### Tasks for this exercise
• 1. Answer these questions about the article on data purgatory:
(a) Which refinery does the picture caption name, and where is it?
(b) In what month and year did Gartner put out the Data and Analytics Trends report?
(c) According to the second point, what are leading companies weaving together?
• 2. Retype the part of the article on data purgatory starting with "In its most" and going on through "data governance efforts.".

Home » Sector Topics » Energy Tech

Today’s Data Purgatory and a History Lesson from the Energy Industry

Today’s Data Purgatory and a History Lesson from the Energy Industry
Marathon Refinery in Anacortes, WA. Wikimedia Commons, 2008

Now I shall sing the second kingdom there where the soul of man is cleansed, made worthy to ascend to Heaven.

Dante Alighieri, The Divine Comedy, Purg. I.4–9

In its most recent (April 2022) Data and Analytics Trends report, Gartner made a number of good points in and around the subject of AI and how to improve it.

Their findings as I interpreted them from the Information Week article I read summarizing the report’s highlights came down to this:

  1. For the right models, you need the right data. For AI models, that’s even more the case. Rather than focusing so much attention on the models, though, companies need to change the way they collect, refine, use and manage data throughout the data lifecycle.
  2. To address this issue, leading companies are weaving together metadata-rich data fabrics to place the data in context and using AI to bolster their nascent connected data governance efforts.

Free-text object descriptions
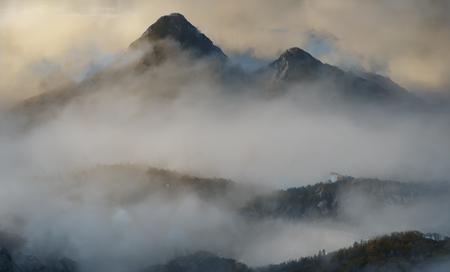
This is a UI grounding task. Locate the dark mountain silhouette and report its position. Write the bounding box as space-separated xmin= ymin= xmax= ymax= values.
xmin=12 ymin=13 xmax=420 ymax=127
xmin=130 ymin=13 xmax=227 ymax=66
xmin=260 ymin=47 xmax=416 ymax=104
xmin=142 ymin=251 xmax=252 ymax=272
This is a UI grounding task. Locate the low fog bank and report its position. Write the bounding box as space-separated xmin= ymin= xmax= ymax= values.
xmin=1 ymin=55 xmax=450 ymax=187
xmin=0 ymin=51 xmax=450 ymax=271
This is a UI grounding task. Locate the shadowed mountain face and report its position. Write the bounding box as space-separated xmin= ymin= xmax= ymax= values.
xmin=9 ymin=13 xmax=422 ymax=128
xmin=130 ymin=13 xmax=227 ymax=65
xmin=263 ymin=47 xmax=414 ymax=103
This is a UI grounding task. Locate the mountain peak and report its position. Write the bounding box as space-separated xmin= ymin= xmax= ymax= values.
xmin=269 ymin=47 xmax=323 ymax=81
xmin=131 ymin=13 xmax=227 ymax=60
xmin=280 ymin=47 xmax=318 ymax=61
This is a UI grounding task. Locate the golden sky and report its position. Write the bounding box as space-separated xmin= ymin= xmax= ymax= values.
xmin=0 ymin=0 xmax=450 ymax=100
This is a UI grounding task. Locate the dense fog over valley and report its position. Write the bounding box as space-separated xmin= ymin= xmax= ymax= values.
xmin=0 ymin=0 xmax=450 ymax=272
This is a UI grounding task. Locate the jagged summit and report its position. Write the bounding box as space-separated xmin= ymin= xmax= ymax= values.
xmin=279 ymin=47 xmax=320 ymax=63
xmin=130 ymin=13 xmax=227 ymax=60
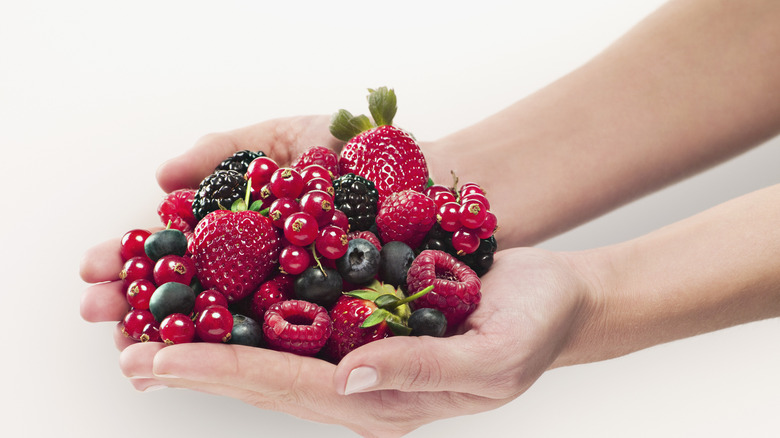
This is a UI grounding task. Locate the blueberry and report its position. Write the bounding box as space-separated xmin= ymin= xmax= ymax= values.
xmin=149 ymin=281 xmax=195 ymax=322
xmin=379 ymin=241 xmax=414 ymax=287
xmin=228 ymin=313 xmax=263 ymax=347
xmin=294 ymin=266 xmax=343 ymax=308
xmin=407 ymin=307 xmax=447 ymax=338
xmin=336 ymin=239 xmax=380 ymax=284
xmin=144 ymin=228 xmax=187 ymax=262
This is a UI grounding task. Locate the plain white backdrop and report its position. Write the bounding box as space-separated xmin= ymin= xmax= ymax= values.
xmin=0 ymin=0 xmax=780 ymax=438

### Written answers
• 1.
(a) Marathon Refinery in Anacortes, WA.
(b) April 2022.
(c) Metadata-rich data fabrics.

• 2.
In its most recent (April 2022) Data and Analytics Trends report, Gartner made a number of good points in and around the subject of AI and how to improve it.

Their findings as I interpreted them from the Information Week article I read summarizing the report’s highlights came down to this:

  1. For the right models, you need the right data. For AI models, that’s even more the case. Rather than focusing so much attention on the models, though, companies need to change the way they collect, refine, use and manage data throughout the data lifecycle.
  2. To address this issue, leading companies are weaving together metadata-rich data fabrics to place the data in context and using AI to bolster their nascent connected data governance efforts.